Exercise aim » In full and word for word, restate the lines of the listing.

Data records »
--- START ---

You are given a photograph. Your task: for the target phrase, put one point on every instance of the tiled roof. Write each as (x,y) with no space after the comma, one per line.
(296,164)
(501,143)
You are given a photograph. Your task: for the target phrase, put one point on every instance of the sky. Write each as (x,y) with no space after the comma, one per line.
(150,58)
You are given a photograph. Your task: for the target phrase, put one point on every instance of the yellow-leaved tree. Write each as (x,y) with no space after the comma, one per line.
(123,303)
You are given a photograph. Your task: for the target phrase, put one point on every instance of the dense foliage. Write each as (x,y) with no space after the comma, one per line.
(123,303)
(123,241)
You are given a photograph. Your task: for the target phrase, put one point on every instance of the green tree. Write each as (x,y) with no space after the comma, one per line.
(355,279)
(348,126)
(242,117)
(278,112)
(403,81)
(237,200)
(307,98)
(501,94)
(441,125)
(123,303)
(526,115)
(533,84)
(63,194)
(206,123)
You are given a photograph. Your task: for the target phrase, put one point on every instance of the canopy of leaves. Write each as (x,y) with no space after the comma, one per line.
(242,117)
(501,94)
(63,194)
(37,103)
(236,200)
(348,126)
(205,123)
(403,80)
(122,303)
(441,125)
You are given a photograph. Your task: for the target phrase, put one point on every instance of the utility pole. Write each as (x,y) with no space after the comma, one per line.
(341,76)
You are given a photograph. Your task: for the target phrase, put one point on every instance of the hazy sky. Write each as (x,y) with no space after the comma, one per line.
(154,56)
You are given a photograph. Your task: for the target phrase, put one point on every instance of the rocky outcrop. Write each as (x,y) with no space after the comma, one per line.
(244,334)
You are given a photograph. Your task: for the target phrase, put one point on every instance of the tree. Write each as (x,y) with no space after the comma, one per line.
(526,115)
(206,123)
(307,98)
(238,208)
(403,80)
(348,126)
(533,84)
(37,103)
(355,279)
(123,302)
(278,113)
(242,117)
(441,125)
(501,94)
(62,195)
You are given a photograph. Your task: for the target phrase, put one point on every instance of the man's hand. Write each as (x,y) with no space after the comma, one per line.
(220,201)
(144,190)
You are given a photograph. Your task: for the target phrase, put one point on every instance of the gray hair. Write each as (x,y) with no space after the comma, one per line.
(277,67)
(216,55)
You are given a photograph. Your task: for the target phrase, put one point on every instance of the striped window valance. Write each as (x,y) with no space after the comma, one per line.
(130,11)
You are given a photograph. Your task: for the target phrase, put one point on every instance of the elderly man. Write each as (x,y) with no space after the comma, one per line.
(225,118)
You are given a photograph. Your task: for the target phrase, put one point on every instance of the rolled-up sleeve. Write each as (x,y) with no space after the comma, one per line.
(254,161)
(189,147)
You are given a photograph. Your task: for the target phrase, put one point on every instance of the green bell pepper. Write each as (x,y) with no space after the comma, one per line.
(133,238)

--- END ---

Finished task »
You are given a photograph. Your task: for the target phrase, put one point on every instance of the tiled roof. Write each as (x,y) with no space after the comma, one per line.
(296,164)
(501,143)
You are given a photograph. Your task: for the target phrase, put one point on every instance of the sky. Write each as (x,y) with no space after the comma, one per line.
(150,58)
You are given a photograph. Your task: for the target phrase, put one point on every instance of the yellow-leaved tree. Write each as (x,y) with no space after the comma, one per line.
(123,303)
You are given a photograph. Your task: for the target phrase, put one point on every instance of the dense foliage. Write each as (x,y) with no space after the comma, one per line.
(123,303)
(123,241)
You are given a photograph. Your task: for the target phrase, put one point on every instance of the green tree. Write each as (x,y) with no space after the comma, one per line.
(355,279)
(348,126)
(242,117)
(278,112)
(403,81)
(237,200)
(307,98)
(501,94)
(441,125)
(123,303)
(526,115)
(533,84)
(63,194)
(206,123)
You are given a photograph. Your task: for the target phrase, put one point on every instance of the canopy of leaves. Write each as (x,y) with no space after the comma, one per line.
(242,117)
(501,94)
(63,194)
(37,103)
(236,200)
(348,126)
(205,123)
(403,80)
(122,303)
(441,125)
You are given a photograph. Your task: for the target phrase, put one point on every instance of the utility pole. Write each as (x,y) with no space after the comma, one per line.
(341,76)
You are given a photograph. Your task: for the target phrase, put one point on every instance of the hazy sky. Write each as (x,y) with no space after the comma, one per line.
(154,56)
You are given a photograph. Your task: for the target phrase, put one point on every instance of the rocky outcrop. Write each as (x,y) with no space after the comma, one per line.
(244,334)
You are given a photograph. Your task: for the target phrase, put one point on every instance of the tree. Write each as (x,y) with no space after the comma, one per line.
(526,115)
(206,123)
(307,98)
(238,208)
(403,80)
(348,126)
(533,84)
(37,103)
(355,279)
(123,302)
(278,113)
(242,117)
(441,125)
(501,94)
(62,195)
You are given a photograph. Your task: for the target phrase, put one point on every instance of the man's hand. Write each as (x,y) with no space after the comma, one per line.
(220,201)
(144,190)
You are given a photograph. Your task: for the target phrase, put one point on every instance of the gray hair. Write each as (x,y) with no space after the comma, one per line.
(277,67)
(216,55)
You are given a photograph. Your task: for the target phrase, put one point on every instance of the striped window valance. Write each as (x,y) with no space after the comma, one per line.
(130,11)
You are given a photograph. Your task: for the target phrase, put one point on every instance of the elderly man. Write each as (x,y) with no space after the comma, one per line.
(225,118)
You are given a photograph. Your task: for the target phrase, put one point on every instance of the rolled-up sleeve. Write each as (x,y) with no space after the comma, one per line.
(254,161)
(189,147)
You are given a photograph. Your task: for the target phrase, put one point on every instance of the green bell pepper. Write each as (x,y) with no space after the comma, one per line.
(133,238)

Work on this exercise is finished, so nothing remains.